» PROBLEM
Find the line that contains "Q: Pick out each instance of the tree". Then set down that line and all the lines after it, to the end of the records, exactly and with nothing added.

» PROVIDED DATA

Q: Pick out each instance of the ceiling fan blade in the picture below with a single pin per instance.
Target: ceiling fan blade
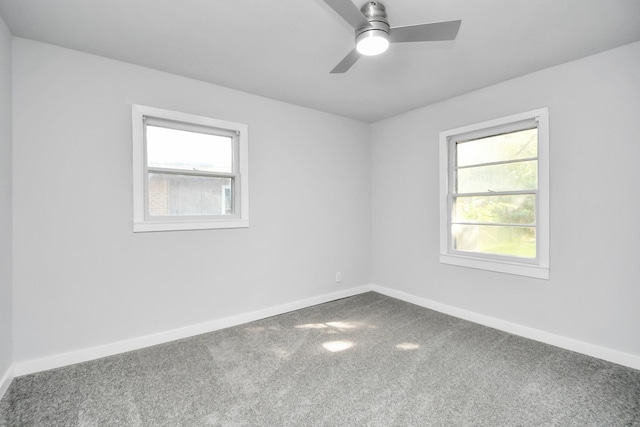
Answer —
(349, 12)
(346, 62)
(435, 31)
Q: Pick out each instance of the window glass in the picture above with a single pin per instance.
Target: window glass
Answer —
(180, 149)
(510, 146)
(171, 194)
(190, 172)
(494, 187)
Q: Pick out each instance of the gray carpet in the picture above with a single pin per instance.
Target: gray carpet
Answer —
(368, 360)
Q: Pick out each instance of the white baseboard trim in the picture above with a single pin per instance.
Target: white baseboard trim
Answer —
(615, 356)
(56, 361)
(59, 360)
(5, 381)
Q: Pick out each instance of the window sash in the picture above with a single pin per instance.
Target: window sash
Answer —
(143, 115)
(453, 194)
(190, 127)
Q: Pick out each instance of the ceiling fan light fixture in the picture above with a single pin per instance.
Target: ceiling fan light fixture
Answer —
(372, 42)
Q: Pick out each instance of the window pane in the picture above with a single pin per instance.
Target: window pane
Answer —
(512, 209)
(500, 240)
(504, 177)
(510, 146)
(180, 149)
(189, 195)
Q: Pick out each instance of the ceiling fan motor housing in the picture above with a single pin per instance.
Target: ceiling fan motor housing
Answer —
(376, 14)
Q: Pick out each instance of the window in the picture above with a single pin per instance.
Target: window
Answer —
(189, 172)
(494, 195)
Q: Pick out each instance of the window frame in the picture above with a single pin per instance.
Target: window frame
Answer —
(142, 221)
(537, 267)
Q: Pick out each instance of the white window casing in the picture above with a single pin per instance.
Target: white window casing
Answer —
(235, 216)
(538, 266)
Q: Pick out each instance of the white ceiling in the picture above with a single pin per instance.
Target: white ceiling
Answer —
(284, 49)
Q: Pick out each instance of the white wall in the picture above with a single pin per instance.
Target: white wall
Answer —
(6, 347)
(83, 278)
(594, 294)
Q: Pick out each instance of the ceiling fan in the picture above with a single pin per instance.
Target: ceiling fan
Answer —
(373, 33)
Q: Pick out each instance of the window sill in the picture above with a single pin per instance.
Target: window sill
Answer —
(143, 227)
(526, 270)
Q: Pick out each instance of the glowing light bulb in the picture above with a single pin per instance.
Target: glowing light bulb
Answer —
(372, 42)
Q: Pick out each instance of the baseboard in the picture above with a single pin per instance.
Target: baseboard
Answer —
(5, 381)
(56, 361)
(615, 356)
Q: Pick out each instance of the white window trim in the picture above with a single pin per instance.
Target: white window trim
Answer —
(142, 224)
(539, 269)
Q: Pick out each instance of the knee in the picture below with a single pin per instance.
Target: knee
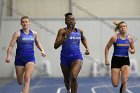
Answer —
(115, 85)
(20, 83)
(124, 83)
(26, 79)
(73, 78)
(66, 80)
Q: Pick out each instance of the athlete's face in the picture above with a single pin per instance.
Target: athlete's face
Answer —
(123, 28)
(70, 21)
(25, 23)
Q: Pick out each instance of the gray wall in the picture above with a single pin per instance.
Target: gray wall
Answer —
(96, 31)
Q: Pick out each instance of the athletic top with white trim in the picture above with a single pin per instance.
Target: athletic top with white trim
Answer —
(25, 44)
(121, 47)
(71, 46)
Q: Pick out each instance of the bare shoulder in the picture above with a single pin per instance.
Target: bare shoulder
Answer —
(114, 38)
(131, 38)
(16, 33)
(34, 33)
(80, 30)
(61, 30)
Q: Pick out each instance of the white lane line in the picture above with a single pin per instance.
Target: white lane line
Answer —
(93, 88)
(129, 91)
(59, 89)
(81, 85)
(101, 86)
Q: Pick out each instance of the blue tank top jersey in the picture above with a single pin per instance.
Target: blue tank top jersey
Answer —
(121, 47)
(25, 44)
(71, 46)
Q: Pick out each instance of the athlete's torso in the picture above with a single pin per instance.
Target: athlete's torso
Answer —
(25, 43)
(121, 46)
(71, 46)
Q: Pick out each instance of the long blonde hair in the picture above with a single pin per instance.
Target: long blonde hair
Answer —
(117, 25)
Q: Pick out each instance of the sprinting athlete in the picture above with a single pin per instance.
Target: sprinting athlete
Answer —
(24, 59)
(71, 57)
(120, 63)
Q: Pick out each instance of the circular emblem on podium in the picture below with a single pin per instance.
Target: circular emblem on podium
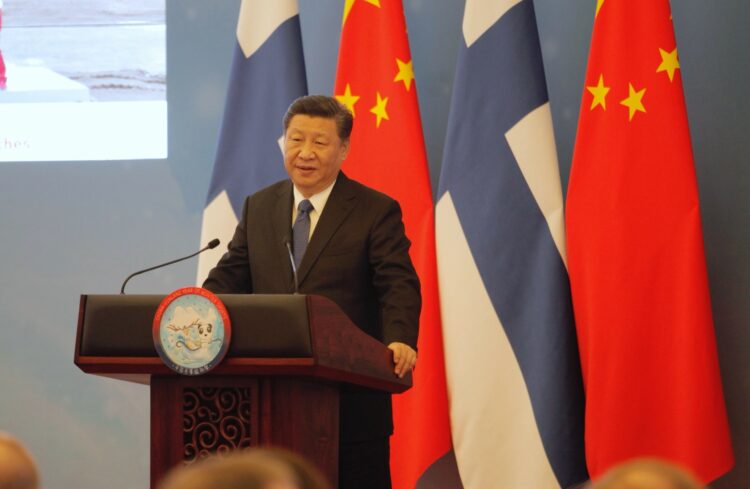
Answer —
(191, 331)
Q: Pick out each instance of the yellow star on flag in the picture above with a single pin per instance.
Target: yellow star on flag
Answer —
(634, 101)
(350, 3)
(669, 62)
(379, 110)
(599, 91)
(405, 73)
(348, 99)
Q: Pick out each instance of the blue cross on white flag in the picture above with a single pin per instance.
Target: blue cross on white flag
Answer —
(511, 356)
(268, 73)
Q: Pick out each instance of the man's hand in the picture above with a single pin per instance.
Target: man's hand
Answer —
(404, 357)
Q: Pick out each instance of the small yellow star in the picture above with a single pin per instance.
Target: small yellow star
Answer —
(634, 101)
(669, 62)
(405, 73)
(348, 99)
(348, 4)
(379, 110)
(599, 91)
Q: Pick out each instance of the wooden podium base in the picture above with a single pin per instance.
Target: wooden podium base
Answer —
(193, 417)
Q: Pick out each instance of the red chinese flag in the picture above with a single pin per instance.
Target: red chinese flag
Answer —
(375, 80)
(635, 254)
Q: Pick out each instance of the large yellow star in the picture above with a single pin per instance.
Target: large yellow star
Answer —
(380, 110)
(599, 91)
(634, 101)
(348, 99)
(669, 62)
(348, 4)
(598, 6)
(405, 73)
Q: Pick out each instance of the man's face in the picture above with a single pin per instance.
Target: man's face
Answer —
(313, 153)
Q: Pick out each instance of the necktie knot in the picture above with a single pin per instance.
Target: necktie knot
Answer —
(301, 230)
(305, 206)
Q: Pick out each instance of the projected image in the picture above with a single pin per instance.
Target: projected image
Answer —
(82, 80)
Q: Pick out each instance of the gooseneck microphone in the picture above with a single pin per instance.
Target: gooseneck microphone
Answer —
(288, 243)
(211, 245)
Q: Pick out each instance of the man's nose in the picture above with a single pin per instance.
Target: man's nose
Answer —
(307, 151)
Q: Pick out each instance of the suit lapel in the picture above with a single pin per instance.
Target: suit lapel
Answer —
(282, 226)
(339, 205)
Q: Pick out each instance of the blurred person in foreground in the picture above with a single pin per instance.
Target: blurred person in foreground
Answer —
(257, 468)
(648, 473)
(17, 467)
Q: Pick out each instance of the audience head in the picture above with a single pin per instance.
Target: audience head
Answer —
(17, 468)
(647, 474)
(252, 469)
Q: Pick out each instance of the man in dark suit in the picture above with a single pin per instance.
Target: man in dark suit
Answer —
(349, 245)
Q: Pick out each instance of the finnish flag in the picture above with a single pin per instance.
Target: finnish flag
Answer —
(511, 357)
(268, 73)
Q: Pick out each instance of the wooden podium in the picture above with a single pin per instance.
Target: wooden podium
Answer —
(278, 384)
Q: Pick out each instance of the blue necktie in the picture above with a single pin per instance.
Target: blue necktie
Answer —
(301, 230)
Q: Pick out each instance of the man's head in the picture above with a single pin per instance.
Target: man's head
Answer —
(316, 141)
(253, 469)
(17, 468)
(647, 474)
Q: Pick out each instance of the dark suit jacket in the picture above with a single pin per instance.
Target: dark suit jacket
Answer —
(358, 256)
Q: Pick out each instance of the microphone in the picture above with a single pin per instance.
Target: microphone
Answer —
(288, 243)
(211, 245)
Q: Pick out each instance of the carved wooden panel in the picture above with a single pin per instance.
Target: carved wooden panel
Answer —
(218, 419)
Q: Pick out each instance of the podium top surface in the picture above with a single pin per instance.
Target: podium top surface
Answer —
(293, 335)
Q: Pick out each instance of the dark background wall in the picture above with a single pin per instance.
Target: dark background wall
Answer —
(74, 227)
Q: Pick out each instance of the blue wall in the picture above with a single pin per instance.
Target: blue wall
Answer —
(72, 228)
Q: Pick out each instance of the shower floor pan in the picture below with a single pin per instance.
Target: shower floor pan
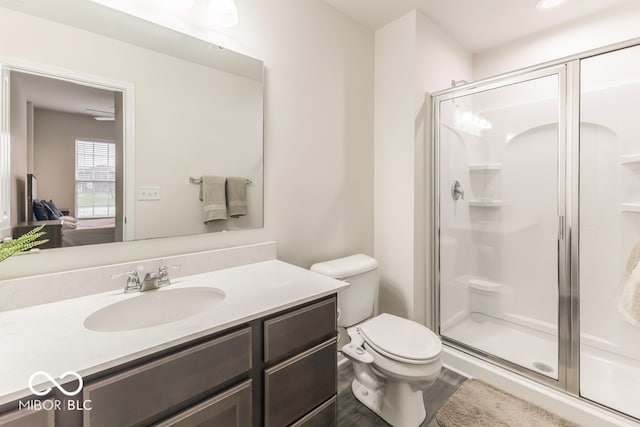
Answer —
(607, 378)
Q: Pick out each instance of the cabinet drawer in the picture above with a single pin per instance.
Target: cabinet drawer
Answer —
(230, 408)
(154, 390)
(323, 416)
(298, 385)
(293, 332)
(28, 418)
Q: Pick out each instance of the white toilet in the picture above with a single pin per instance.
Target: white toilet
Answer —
(394, 359)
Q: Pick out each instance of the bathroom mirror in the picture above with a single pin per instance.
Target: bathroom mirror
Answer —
(168, 109)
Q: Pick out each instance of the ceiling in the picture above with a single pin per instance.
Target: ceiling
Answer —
(476, 24)
(60, 95)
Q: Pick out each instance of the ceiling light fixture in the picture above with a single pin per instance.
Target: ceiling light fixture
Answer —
(548, 4)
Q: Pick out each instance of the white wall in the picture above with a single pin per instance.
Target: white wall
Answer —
(609, 27)
(318, 139)
(18, 126)
(413, 56)
(55, 135)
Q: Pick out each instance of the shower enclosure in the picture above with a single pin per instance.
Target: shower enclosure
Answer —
(536, 218)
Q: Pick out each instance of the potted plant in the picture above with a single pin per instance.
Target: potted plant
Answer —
(23, 243)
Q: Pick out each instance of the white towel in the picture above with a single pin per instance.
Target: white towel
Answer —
(237, 196)
(212, 195)
(629, 304)
(632, 260)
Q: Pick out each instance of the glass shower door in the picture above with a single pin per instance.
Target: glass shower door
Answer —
(500, 178)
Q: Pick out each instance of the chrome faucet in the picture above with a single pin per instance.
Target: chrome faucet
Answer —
(149, 282)
(163, 274)
(133, 281)
(135, 284)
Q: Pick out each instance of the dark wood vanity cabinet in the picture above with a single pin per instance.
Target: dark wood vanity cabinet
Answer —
(300, 374)
(280, 370)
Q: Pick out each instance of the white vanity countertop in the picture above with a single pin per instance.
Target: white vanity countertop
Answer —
(51, 337)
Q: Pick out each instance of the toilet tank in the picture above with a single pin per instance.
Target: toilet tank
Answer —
(356, 303)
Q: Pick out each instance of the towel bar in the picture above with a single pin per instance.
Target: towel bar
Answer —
(199, 180)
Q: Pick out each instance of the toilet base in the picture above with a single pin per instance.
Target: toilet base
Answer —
(397, 403)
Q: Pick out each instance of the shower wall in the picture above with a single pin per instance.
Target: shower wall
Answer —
(504, 247)
(609, 227)
(500, 241)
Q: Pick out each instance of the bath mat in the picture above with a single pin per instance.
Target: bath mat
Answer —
(476, 404)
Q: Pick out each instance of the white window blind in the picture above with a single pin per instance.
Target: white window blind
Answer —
(95, 179)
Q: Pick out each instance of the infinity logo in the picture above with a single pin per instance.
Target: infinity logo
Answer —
(55, 383)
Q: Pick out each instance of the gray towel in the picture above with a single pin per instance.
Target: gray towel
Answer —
(237, 196)
(212, 195)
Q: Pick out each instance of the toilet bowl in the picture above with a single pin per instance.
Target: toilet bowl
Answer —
(394, 359)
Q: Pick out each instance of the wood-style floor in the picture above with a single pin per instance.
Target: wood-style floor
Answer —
(352, 413)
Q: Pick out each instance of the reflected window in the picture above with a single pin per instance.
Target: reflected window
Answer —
(95, 179)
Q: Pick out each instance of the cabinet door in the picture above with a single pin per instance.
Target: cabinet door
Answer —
(298, 330)
(153, 391)
(323, 416)
(298, 385)
(28, 418)
(231, 408)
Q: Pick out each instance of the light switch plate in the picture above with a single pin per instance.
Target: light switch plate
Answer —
(148, 193)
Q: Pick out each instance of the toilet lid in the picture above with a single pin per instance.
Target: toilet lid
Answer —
(401, 339)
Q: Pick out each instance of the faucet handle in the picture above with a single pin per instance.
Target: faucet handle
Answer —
(163, 273)
(133, 280)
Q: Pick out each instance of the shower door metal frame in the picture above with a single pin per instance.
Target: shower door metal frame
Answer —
(568, 247)
(564, 334)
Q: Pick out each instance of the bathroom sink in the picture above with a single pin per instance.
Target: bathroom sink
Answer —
(153, 308)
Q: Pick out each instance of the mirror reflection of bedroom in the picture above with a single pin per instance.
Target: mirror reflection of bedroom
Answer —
(66, 160)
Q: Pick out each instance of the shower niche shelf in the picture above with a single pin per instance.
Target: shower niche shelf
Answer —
(485, 203)
(485, 167)
(630, 158)
(630, 207)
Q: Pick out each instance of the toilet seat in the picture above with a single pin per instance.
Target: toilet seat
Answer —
(401, 339)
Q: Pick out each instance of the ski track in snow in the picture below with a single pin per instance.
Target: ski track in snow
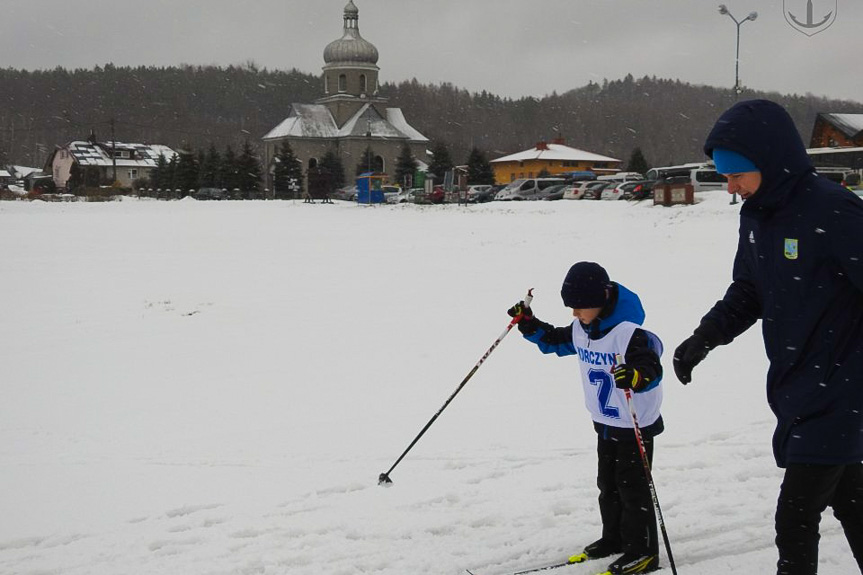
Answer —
(150, 449)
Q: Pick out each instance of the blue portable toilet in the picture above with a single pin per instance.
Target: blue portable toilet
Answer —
(369, 188)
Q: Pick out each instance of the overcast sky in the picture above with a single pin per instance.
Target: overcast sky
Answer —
(509, 47)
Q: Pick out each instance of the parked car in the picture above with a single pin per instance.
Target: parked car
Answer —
(480, 193)
(348, 193)
(437, 195)
(638, 190)
(612, 192)
(593, 190)
(576, 191)
(391, 194)
(552, 193)
(210, 194)
(526, 189)
(413, 195)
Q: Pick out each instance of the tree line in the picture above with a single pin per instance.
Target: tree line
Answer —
(189, 107)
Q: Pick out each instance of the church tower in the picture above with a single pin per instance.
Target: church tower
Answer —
(350, 70)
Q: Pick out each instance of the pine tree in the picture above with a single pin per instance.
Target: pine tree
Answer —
(441, 162)
(209, 171)
(228, 171)
(186, 176)
(249, 171)
(287, 174)
(479, 170)
(406, 166)
(637, 162)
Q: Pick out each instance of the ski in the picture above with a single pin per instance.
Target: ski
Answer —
(578, 558)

» TASK SOLUTION
Q: Pick out each instance of the tree line in the picture above with a single pin per instance.
Target: tree line
Answer —
(189, 107)
Q: Pick out each instance of the church tower in the picture above with a single pin per instance.
Target: church tower
Answer —
(350, 70)
Q: Pick out each instance of the pine tree in the picture above with a single pin per instance.
Target: pine tree
Answer —
(441, 162)
(209, 171)
(228, 171)
(186, 176)
(249, 171)
(287, 174)
(479, 170)
(406, 166)
(637, 162)
Q: Pick out each instance of the ski in the picture above with a single pin per instance.
Target: ski
Answer —
(578, 558)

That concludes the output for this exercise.